* SELECTED EXTRACT *
------------------------

A recent study has found a link between hair straightening products and an increased risk of developing uterine cancer.
In a news release Monday, researchers at the National Institutes of Health said that the data collected was part of a Sister Study, which examines risk factors for hormone-related cancers.
According to the news release, over the course of nearly 11 years, close to 34,000 women between the ages of 35 to 74 participated in the study, during which 378 uterine cancer cases were diagnosed.
Data showed that 1.64% of women who never used hair straighteners would develop uterine cancer by the age of 70, but 4% of women who frequently used those products would develop uterine cancer by the age of 70.
“This doubling rate is concerning. However, it is important to put this information into context - uterine cancer is a relatively rare type of cancer," said Alexandra White, Ph.D., head of the NIEHS Environment and Cancer Epidemiology group and lead author on the new study.
According to the study, Black women might be more at risk because they use those products more.
"Although the study did not find that the relationship between straightener use and uterine cancer incidence was different by race, the adverse health effects may be greater for Black women due to higher prevalence of use," researchers said.

------------------------

* PROVIDED RECORDS *
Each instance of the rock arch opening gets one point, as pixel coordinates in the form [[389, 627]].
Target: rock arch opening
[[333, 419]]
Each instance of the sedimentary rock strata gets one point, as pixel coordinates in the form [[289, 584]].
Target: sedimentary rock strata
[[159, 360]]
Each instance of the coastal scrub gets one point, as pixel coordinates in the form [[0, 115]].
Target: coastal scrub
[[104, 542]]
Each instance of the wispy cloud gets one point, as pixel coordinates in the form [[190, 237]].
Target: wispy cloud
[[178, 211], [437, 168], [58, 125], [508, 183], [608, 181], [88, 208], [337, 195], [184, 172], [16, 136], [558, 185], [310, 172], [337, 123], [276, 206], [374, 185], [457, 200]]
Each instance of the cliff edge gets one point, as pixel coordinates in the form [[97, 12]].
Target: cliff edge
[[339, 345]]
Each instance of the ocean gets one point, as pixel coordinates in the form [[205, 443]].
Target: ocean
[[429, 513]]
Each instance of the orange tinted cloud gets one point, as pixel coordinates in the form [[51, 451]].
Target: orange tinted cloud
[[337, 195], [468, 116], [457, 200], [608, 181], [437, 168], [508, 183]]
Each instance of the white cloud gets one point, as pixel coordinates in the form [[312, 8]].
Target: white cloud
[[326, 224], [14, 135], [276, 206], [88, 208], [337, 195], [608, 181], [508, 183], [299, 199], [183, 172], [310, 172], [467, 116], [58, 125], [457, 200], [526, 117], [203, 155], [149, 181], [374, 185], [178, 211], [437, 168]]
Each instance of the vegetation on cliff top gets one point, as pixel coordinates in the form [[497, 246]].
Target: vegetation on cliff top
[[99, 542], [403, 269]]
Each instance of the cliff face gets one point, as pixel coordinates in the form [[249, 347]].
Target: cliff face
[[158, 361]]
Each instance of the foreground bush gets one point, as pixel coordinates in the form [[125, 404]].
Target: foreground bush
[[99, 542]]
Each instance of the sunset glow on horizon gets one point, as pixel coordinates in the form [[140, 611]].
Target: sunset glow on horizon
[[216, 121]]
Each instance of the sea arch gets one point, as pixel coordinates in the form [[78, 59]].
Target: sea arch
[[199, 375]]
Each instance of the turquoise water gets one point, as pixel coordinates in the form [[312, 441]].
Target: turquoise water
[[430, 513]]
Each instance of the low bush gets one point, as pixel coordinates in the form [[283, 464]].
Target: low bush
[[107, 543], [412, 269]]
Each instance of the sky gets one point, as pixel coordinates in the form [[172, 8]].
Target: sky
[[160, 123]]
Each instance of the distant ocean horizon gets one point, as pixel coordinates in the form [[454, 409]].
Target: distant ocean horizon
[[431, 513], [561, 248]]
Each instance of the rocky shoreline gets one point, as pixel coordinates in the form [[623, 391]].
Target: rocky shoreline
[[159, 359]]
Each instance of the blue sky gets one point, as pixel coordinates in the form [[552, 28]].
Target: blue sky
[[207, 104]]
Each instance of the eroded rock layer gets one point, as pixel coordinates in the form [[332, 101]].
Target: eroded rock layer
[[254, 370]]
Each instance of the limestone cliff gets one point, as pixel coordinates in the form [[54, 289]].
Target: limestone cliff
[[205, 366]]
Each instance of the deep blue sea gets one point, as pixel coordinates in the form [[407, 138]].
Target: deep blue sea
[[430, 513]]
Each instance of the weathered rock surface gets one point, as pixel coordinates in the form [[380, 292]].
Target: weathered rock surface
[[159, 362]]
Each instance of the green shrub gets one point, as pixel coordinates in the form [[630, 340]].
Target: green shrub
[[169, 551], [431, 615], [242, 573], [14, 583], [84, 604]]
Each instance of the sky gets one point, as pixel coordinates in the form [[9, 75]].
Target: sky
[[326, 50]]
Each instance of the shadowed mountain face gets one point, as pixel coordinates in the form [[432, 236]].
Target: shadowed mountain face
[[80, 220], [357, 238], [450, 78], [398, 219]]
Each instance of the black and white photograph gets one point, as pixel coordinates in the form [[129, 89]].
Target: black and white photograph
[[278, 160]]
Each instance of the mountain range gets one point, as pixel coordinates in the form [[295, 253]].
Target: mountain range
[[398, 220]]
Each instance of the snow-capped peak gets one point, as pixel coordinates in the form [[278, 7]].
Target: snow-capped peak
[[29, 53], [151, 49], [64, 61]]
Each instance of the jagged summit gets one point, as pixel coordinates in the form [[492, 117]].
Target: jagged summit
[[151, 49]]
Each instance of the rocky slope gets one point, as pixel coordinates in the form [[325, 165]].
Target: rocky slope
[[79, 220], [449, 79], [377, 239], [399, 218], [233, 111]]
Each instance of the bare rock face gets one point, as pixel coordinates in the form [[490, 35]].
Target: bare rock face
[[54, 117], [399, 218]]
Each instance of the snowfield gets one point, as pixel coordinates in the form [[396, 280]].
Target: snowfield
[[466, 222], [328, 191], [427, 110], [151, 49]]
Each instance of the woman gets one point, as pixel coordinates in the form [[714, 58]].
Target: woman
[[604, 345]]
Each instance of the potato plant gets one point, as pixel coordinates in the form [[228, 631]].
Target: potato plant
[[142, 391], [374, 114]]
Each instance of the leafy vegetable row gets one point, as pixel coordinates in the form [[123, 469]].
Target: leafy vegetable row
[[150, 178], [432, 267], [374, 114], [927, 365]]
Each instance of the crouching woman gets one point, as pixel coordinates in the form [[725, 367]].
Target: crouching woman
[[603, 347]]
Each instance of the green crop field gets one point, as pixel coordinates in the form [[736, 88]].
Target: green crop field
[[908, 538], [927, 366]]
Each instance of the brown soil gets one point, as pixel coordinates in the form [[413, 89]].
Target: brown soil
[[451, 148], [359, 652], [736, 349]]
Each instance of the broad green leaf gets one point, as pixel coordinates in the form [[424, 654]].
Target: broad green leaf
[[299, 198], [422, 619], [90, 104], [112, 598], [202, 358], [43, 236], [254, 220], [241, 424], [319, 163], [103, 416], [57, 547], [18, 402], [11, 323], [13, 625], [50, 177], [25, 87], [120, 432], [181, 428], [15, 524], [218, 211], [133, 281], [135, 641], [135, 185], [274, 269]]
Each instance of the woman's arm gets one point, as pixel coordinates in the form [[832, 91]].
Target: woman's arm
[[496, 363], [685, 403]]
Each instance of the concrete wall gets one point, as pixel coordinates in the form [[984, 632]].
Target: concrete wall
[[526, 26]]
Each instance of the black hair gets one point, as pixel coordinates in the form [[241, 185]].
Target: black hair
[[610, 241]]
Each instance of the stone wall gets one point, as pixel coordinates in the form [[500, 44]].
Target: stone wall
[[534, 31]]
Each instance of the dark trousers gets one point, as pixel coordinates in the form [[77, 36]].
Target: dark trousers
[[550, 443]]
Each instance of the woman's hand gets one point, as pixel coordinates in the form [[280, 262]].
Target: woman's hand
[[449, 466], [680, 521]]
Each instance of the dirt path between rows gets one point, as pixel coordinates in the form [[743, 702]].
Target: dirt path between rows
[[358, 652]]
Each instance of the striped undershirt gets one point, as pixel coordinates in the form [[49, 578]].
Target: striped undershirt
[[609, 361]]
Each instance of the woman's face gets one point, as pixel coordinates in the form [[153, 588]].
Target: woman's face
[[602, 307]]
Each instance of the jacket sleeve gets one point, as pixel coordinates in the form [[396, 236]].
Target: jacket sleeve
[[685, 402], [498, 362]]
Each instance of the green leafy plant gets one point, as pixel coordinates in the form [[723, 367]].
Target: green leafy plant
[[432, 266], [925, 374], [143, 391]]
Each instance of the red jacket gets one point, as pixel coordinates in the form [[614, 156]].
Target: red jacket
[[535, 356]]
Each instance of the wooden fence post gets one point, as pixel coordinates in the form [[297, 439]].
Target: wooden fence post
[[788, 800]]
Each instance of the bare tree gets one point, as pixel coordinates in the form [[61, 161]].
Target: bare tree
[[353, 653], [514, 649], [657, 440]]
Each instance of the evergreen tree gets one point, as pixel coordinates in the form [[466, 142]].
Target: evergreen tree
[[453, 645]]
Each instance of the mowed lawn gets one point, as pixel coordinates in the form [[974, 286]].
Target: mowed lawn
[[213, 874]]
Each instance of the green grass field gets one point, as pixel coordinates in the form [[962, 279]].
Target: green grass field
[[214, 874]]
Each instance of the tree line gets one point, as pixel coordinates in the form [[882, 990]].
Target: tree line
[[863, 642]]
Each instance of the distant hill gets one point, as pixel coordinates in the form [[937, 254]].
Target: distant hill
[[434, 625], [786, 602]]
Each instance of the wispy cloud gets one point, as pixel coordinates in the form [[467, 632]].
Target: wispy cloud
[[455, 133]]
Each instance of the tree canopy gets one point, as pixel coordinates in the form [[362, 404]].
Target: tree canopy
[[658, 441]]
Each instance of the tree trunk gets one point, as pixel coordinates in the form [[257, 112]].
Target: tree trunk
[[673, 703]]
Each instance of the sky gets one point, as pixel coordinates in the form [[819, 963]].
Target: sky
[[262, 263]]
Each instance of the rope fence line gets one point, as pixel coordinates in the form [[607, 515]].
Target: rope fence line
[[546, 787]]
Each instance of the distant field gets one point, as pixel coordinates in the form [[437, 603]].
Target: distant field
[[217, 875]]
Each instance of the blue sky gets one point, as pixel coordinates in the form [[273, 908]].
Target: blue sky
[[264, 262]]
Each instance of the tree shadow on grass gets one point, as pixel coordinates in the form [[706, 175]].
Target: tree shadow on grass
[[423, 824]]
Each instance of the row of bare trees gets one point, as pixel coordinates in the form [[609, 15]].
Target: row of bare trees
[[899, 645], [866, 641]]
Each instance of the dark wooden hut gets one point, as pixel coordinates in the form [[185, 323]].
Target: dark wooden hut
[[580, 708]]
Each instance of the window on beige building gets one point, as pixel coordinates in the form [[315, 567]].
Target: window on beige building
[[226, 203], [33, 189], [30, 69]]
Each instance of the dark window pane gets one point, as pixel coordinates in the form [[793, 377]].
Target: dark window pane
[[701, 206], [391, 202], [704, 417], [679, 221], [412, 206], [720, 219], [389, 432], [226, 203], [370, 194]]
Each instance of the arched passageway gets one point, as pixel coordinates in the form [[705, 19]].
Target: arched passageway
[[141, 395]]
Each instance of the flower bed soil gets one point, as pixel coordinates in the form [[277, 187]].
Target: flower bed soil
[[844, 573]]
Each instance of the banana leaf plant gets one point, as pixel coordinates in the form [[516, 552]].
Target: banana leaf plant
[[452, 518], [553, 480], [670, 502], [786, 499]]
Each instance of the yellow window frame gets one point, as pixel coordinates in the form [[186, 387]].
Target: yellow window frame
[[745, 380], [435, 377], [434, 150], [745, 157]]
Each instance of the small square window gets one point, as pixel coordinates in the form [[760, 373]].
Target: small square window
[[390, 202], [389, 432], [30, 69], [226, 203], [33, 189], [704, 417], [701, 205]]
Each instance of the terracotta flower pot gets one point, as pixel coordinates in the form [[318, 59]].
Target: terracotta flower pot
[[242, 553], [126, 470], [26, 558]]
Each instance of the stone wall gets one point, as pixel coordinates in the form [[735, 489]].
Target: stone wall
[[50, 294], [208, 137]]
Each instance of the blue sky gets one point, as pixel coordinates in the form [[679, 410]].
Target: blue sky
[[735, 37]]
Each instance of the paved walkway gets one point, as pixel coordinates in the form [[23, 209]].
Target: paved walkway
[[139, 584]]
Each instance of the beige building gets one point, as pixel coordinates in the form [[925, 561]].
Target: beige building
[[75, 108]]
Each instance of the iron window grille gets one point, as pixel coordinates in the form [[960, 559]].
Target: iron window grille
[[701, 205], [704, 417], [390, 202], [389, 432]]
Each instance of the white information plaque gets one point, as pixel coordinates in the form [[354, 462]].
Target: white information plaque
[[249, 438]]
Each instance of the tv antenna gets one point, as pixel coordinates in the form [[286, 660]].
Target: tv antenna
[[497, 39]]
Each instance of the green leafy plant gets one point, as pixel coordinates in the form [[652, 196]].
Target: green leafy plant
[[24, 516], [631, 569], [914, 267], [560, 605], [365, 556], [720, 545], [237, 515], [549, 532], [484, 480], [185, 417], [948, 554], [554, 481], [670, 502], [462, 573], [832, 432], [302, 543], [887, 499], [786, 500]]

------------------------

* QUESTIONS ON THE MATERIAL *
(1) Please list every number the hair straightener article gives, counting a number that appears twice only once.
(2) Write the next part of the article on hair straighteners and uterine cancer, starting after its final sentence.

* ANSWER SET *
(1) nearly 11 years, close to 34,000, 35, 74, 378, 1.64%, 70, 4%

(2)
According to the study, 60% of the women who participated in the study that reported using straightening products in the past year were Black women.
“Because Black women use hair straightening or relaxer products more frequently and tend to initiate use at earlier ages than other races and ethnicities, these findings may be even more relevant for them,” said Che-Jung Chang, Ph.D., an author of the new study and a research fellow in the NIEHS Epidemiology Branch.
Researchers noted that previous studies linked hair straightening chemicals to hormone-related cancers, like breast and ovarian cancers. Still, no previous study had looked into the relationship with uterine cancer according to the study.